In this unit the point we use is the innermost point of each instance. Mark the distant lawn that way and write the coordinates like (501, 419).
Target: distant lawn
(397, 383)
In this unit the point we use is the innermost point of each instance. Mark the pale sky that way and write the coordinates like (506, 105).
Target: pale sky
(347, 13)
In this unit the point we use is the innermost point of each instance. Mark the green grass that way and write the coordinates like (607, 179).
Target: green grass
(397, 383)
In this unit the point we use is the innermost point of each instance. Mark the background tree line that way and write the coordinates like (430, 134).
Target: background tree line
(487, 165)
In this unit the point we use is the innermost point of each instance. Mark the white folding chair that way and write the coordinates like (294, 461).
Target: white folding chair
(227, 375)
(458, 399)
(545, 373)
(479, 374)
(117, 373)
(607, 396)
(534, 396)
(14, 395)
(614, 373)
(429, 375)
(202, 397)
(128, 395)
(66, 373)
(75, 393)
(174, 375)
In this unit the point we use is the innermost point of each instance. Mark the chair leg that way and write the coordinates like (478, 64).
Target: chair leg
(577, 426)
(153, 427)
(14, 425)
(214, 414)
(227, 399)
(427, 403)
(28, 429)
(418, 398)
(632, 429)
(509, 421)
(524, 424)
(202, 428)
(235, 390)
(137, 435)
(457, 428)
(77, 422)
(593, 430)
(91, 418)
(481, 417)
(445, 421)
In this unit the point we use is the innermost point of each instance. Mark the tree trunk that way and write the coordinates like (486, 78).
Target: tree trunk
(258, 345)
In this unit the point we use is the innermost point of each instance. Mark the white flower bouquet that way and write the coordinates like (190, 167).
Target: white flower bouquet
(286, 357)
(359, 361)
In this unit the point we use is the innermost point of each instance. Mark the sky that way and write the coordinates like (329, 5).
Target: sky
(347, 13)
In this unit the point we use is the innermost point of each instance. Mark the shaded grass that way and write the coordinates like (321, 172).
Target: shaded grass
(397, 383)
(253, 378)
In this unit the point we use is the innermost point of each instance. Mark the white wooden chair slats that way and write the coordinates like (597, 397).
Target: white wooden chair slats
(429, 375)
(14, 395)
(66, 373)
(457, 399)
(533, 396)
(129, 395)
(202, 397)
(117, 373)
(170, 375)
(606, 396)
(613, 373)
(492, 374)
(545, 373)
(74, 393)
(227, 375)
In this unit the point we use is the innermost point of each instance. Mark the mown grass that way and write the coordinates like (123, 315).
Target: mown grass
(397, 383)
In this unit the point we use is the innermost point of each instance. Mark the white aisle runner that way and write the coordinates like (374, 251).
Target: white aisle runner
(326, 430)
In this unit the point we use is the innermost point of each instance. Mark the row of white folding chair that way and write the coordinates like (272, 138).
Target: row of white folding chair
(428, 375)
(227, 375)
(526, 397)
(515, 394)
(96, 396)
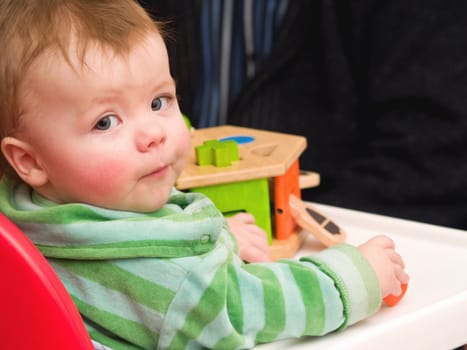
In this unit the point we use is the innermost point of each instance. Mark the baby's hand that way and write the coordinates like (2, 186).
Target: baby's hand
(389, 266)
(252, 240)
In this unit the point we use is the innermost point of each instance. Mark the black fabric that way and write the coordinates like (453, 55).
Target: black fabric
(378, 87)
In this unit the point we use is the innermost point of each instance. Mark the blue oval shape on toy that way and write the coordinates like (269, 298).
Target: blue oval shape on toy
(240, 139)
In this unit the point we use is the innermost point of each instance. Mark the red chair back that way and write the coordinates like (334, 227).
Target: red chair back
(36, 312)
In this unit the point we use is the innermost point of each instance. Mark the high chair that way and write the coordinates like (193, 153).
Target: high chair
(36, 312)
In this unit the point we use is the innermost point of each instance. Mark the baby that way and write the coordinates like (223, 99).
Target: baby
(92, 142)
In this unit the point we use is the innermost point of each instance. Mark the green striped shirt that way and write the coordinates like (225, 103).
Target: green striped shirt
(172, 279)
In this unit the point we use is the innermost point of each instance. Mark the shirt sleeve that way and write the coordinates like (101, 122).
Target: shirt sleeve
(237, 305)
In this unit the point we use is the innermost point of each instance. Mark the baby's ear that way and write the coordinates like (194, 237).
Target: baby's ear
(23, 159)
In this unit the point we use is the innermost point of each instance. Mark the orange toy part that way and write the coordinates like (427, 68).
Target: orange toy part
(392, 300)
(284, 186)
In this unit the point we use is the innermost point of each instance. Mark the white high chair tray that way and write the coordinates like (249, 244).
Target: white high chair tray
(433, 312)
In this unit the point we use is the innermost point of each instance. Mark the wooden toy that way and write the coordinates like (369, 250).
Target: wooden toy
(257, 171)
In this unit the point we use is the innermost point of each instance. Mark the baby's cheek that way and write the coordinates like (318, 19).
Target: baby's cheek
(104, 178)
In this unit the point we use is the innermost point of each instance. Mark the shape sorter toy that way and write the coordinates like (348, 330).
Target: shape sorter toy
(257, 171)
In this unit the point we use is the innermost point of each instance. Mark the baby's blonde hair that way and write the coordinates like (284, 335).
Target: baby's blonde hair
(31, 28)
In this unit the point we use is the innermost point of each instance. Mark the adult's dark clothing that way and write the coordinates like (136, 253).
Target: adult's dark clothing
(379, 88)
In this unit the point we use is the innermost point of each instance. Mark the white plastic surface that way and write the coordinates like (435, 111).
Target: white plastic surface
(433, 312)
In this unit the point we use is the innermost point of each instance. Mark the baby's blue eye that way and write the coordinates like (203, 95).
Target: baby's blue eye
(106, 123)
(159, 103)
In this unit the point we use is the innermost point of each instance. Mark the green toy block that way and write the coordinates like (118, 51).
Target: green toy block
(250, 196)
(204, 155)
(217, 153)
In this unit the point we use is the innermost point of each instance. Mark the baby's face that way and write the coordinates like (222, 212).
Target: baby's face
(110, 133)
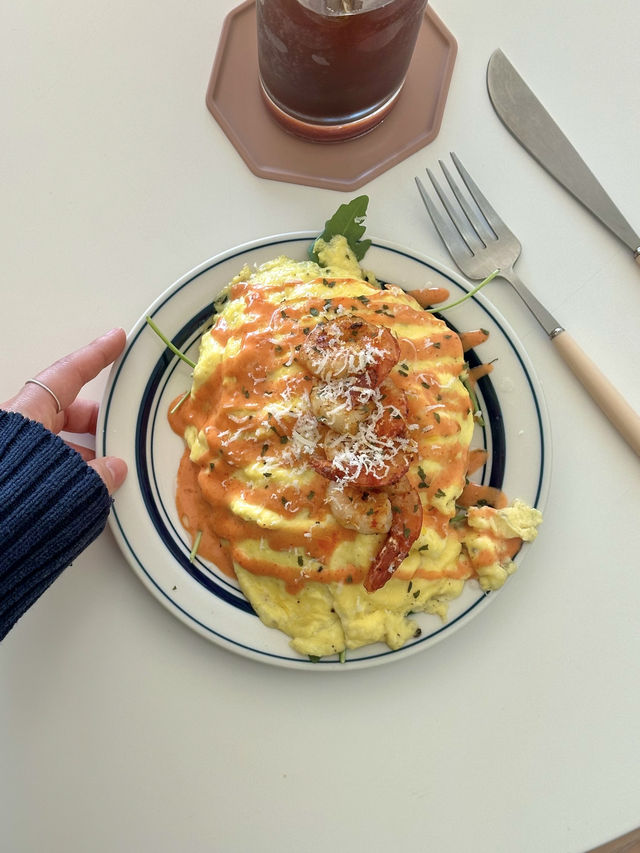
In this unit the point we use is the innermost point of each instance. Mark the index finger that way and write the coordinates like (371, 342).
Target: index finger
(67, 376)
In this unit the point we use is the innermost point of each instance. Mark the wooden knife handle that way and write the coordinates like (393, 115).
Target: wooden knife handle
(612, 403)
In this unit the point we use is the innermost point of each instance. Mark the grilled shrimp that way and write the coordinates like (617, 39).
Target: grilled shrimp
(405, 528)
(360, 510)
(378, 454)
(341, 405)
(349, 346)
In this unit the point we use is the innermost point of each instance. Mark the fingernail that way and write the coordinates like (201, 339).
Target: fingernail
(117, 469)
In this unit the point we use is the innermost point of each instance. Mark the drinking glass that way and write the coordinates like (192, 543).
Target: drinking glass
(333, 69)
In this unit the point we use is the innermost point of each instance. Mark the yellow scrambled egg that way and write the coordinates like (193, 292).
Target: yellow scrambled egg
(251, 486)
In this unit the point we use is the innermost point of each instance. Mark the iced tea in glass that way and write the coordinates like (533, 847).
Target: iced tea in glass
(332, 69)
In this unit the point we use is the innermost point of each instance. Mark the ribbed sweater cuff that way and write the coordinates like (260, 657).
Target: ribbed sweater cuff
(52, 506)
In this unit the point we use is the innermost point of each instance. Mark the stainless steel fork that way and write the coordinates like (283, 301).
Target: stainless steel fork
(480, 243)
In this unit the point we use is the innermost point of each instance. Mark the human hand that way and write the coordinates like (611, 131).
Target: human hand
(58, 407)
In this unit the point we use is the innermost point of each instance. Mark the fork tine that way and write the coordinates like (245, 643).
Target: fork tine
(470, 237)
(478, 223)
(449, 235)
(488, 212)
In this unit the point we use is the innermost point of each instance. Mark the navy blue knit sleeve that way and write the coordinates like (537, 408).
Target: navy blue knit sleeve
(52, 506)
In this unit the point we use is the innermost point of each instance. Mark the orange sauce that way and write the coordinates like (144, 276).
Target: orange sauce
(428, 296)
(230, 407)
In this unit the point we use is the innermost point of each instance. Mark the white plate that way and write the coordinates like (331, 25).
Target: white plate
(133, 424)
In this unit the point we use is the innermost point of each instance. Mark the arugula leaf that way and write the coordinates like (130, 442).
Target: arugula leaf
(347, 220)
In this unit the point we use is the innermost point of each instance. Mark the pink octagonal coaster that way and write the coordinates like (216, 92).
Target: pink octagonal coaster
(234, 99)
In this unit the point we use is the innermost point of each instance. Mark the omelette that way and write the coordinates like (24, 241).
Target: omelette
(327, 450)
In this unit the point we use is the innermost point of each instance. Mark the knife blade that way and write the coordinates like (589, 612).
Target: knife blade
(529, 122)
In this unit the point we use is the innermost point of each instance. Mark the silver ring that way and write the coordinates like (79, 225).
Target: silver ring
(46, 388)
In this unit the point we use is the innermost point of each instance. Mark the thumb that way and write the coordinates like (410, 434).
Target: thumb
(112, 471)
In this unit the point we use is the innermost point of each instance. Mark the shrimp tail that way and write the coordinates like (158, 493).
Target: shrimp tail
(405, 529)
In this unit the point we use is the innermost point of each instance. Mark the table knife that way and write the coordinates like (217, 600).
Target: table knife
(525, 117)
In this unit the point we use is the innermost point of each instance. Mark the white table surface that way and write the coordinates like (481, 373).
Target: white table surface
(122, 729)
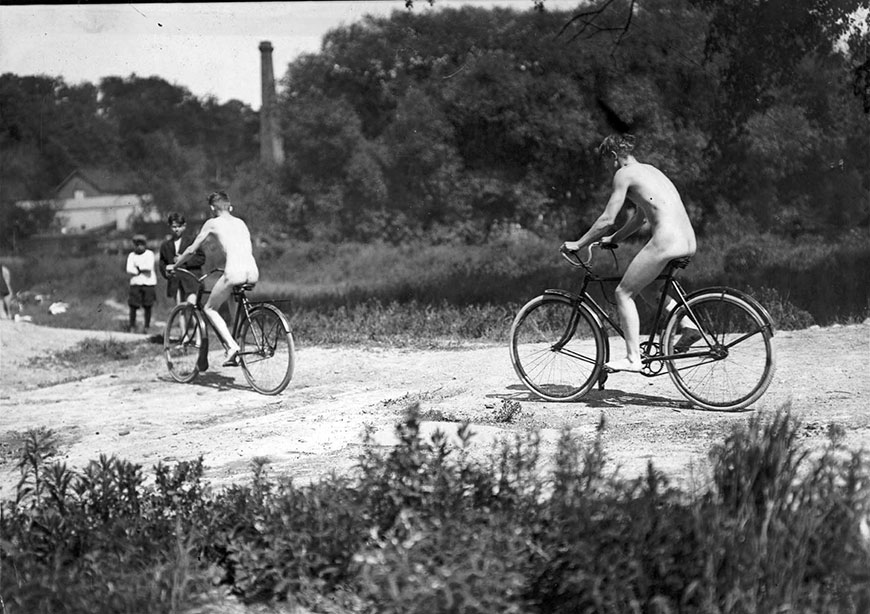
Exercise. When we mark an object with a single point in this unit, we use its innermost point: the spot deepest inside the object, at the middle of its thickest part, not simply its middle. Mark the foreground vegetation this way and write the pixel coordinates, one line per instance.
(423, 527)
(377, 293)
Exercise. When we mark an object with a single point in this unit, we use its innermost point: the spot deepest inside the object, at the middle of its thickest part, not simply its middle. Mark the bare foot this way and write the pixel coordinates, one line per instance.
(690, 335)
(232, 359)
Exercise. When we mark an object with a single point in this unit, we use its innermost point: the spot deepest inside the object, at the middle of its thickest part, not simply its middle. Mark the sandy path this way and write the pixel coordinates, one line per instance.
(316, 425)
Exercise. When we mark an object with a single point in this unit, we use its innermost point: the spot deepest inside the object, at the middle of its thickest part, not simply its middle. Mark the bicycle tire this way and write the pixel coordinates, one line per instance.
(183, 342)
(267, 352)
(557, 347)
(736, 367)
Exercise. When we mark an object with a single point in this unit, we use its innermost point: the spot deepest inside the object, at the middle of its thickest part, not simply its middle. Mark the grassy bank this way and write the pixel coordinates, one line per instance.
(422, 527)
(362, 293)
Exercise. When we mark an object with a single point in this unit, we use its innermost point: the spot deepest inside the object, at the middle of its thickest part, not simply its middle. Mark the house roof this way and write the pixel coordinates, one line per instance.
(104, 180)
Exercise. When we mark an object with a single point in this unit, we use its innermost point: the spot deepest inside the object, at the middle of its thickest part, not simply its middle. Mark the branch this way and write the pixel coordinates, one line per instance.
(588, 19)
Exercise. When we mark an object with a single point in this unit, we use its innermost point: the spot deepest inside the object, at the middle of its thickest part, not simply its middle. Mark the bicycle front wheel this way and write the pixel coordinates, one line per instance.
(733, 363)
(266, 350)
(557, 347)
(183, 342)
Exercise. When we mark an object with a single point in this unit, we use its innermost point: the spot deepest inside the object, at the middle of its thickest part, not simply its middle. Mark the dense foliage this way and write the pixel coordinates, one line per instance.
(450, 124)
(427, 527)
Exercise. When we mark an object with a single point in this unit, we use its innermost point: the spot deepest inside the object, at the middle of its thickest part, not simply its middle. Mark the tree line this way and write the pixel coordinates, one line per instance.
(451, 124)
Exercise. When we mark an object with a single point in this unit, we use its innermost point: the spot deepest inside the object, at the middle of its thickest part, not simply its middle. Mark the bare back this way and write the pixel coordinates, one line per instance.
(235, 239)
(656, 195)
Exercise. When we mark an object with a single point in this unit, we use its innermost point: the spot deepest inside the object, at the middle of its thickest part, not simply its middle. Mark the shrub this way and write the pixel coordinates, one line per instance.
(425, 527)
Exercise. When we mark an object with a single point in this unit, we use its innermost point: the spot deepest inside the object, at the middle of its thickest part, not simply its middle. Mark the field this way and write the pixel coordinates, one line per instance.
(364, 359)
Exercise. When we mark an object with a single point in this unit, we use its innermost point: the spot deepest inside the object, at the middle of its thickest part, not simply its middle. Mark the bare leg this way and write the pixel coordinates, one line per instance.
(219, 294)
(640, 273)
- - -
Challenge |
Output, unchanged, the lines from the line with "Mark the shrub" through the final line of the material.

Solution to the exercise |
Exercise. When we mark an object with a single point in this unit, we use its innermost point: the spot deepest inside the object, at the middle of its thickest part, not simply its middle. Mark the shrub this way and write the pixel coordinates, one line per instance.
(425, 527)
Exercise. When we mark an object with a single point in this unit, we use its innermost point: the spot deepest inside the object, at the middle of its thickest part, not simply its middle. Mark the field this way and write the pixel coordinates, one line per instance.
(364, 359)
Exercise. When we mark an object with a single point in this unit, we use its innermost point: the spot deepest inside the object, at the middle of its thickest part, not simply its middle. Mark the bare leg this way and write the pixel coordinates, one line per instance.
(219, 294)
(640, 273)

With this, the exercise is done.